[Records in a dataset]
· · · ·

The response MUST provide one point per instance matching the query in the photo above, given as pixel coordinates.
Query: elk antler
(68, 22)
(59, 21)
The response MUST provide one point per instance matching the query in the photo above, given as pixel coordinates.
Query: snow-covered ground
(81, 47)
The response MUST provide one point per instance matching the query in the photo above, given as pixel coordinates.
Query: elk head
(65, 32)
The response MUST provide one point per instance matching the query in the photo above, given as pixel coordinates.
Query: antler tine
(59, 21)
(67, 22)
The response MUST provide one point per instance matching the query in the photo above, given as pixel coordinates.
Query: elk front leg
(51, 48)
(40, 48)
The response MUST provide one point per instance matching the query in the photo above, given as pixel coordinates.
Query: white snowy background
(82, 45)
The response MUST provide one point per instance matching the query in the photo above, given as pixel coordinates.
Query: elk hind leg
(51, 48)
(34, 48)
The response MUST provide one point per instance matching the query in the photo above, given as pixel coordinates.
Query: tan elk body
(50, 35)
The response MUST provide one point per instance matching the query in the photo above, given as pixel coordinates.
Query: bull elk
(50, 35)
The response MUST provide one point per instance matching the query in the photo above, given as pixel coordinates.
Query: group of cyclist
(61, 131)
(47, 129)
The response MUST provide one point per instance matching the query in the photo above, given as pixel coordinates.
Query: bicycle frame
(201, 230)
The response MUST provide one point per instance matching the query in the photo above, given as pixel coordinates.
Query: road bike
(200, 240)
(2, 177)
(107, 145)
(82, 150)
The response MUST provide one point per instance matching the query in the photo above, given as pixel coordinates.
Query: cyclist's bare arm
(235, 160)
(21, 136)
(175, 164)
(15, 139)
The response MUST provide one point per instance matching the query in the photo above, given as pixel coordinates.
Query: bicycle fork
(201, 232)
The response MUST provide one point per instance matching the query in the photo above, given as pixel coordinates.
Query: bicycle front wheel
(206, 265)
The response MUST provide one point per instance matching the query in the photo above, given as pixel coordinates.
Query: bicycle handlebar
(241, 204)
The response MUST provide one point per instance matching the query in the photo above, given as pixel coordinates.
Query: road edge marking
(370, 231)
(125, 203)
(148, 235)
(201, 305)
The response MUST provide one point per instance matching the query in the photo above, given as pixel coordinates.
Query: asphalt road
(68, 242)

· · · ·

§ **What is required**
Tally the lines in the records above that contain the string "bicycle". Give only the number.

§ **Response to this task**
4